_GIVEN RECORDS:_
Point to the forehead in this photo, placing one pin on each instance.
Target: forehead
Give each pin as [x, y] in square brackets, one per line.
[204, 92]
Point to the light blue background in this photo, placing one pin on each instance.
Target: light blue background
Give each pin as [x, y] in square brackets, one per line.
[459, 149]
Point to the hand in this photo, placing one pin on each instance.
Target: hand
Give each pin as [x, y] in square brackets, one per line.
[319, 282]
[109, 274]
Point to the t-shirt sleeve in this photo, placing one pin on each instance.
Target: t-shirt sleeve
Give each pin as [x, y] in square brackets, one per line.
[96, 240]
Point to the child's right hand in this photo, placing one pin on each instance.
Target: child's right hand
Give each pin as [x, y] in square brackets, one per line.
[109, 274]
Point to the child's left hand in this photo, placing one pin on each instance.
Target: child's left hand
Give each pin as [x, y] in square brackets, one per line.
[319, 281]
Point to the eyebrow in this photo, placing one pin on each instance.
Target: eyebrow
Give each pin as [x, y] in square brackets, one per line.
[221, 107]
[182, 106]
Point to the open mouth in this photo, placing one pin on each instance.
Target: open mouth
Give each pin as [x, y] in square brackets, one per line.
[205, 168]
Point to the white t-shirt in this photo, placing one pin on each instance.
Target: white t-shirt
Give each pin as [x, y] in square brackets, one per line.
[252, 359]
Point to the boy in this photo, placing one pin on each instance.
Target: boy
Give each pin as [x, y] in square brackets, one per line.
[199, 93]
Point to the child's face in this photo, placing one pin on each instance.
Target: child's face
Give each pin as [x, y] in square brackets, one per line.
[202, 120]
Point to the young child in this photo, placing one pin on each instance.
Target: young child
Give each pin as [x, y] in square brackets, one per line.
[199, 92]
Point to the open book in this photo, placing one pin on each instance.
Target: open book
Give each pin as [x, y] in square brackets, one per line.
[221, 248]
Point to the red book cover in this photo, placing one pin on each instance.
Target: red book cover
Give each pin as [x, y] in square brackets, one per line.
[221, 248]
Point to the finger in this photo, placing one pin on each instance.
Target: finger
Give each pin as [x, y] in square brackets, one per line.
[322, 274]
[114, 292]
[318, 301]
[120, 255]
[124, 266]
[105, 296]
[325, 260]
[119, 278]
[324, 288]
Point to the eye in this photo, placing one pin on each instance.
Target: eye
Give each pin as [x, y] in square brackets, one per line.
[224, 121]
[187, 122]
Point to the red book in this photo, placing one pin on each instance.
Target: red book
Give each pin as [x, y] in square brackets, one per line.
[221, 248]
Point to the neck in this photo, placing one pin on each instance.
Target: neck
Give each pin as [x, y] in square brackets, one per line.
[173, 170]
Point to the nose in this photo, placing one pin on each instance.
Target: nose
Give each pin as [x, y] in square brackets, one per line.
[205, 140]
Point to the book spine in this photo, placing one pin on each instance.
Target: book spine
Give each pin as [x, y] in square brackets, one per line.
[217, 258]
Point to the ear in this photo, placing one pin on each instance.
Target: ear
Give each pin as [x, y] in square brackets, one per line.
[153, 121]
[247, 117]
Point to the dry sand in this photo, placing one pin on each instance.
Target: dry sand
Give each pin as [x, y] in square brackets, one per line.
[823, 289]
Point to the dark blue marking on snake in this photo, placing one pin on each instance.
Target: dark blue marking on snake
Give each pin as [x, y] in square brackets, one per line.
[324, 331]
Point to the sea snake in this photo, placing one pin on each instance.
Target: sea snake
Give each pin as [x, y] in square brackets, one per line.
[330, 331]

_TRY IT:_ Output the whole listing exactly as given.

_SOLUTION FOR THIS PROBLEM:_
Point to the forehead in this photo, placing one pin on each instance.
Target: forehead
Give each pin as [x, y] in square brackets, one per line.
[204, 92]
Point to the light blue background in this photo, placing one pin on each instance.
Target: light blue background
Give each pin as [x, y] in square brackets, one per line.
[459, 149]
Point to the hand in this photo, placing one pin on each instance.
Target: hand
Give each pin as [x, y] in square brackets, one per line.
[319, 282]
[109, 274]
Point to the t-shirt sleeve in this photo, placing one pin on each instance.
Target: t-shirt sleeve
Give each pin as [x, y] in square brackets, one per line.
[96, 240]
Point to the child's right hand in this photo, placing one pin on each instance.
Target: child's right hand
Give each pin as [x, y] in square brackets, one per line.
[109, 274]
Point to the child's left hand in this photo, placing one pin on each instance.
Target: child's left hand
Give each pin as [x, y] in square brackets, one per line.
[319, 281]
Point to the eyebrow in this photo, placing one pin on each instance.
Target: eyebrow
Give each pin as [x, y] in square brackets, one per line.
[221, 107]
[182, 106]
Point to the open mouth in this photo, placing one pin on each instance.
Target: open mouth
Give each pin as [x, y] in square brackets, one per line.
[205, 168]
Point to the white t-shirt in this photo, placing one pin on each instance.
Target: white t-shirt
Give each pin as [x, y] in square brackets, one per line.
[252, 359]
Point to the boy in this photo, placing one pin on each instance.
Target: boy
Give each pin as [x, y] in square brackets, one per line.
[199, 93]
Point to the child's face in this photo, placing one pin on each instance.
Target: child's face
Give each pin as [x, y] in square brackets, one per line.
[202, 120]
Point to the young child in this photo, placing one pin on each instance.
Target: young child
Give each pin as [x, y] in square brackets, one per line.
[199, 92]
Point to the open book in this photo, placing one pin on each instance.
Target: open book
Give each pin as [x, y] in square brackets, one per line.
[221, 248]
Point to the red book cover in this photo, placing one pin on each instance.
Target: red book cover
Give each pin as [x, y] in square brackets, one per line.
[221, 248]
Point to the finger in this photo, placing one pin on each instance.
Target: finger
Give each pin as [x, y] in square brackets, one per line.
[322, 274]
[114, 292]
[318, 301]
[120, 255]
[124, 266]
[105, 296]
[325, 260]
[119, 278]
[324, 288]
Point to the eye in this photo, placing one pin on each instance.
Target: eye
Give each pin as [x, y] in square brackets, one per line.
[224, 121]
[187, 122]
Point to the red book in this photo, placing one pin on each instance.
Target: red book
Give each pin as [x, y] in square brackets, one per line.
[221, 248]
Point to the neck in this photo, placing one pin on each instance.
Target: neck
Give each pin as [x, y] in square brackets, one per line.
[173, 170]
Point to the nose in this photo, placing one pin on each instance.
Target: nose
Give each pin as [x, y] in square brackets, one per line.
[205, 140]
Point to the book spine in this photo, placing one pin on each instance.
Target: book spine
Give each pin as [x, y] in square brackets, one per line.
[217, 258]
Point to the ear in this photo, placing one pin on each instance.
Target: ear
Give each pin as [x, y] in square brackets, one per line.
[153, 121]
[247, 117]
Point to the dry sand in this photo, placing one pin on each instance.
Target: dry sand
Give each pin as [x, y] in square brackets, one per line.
[823, 289]
Point to the dark blue marking on snake in this photo, placing one pin on each instance.
Target: dark blue marking on snake
Give each pin as [x, y] in square brackets, one per line.
[324, 331]
Point to the sea snake in this photo, placing one pin on each instance.
Target: sea snake
Give each pin as [x, y] in square brackets, one per line.
[330, 331]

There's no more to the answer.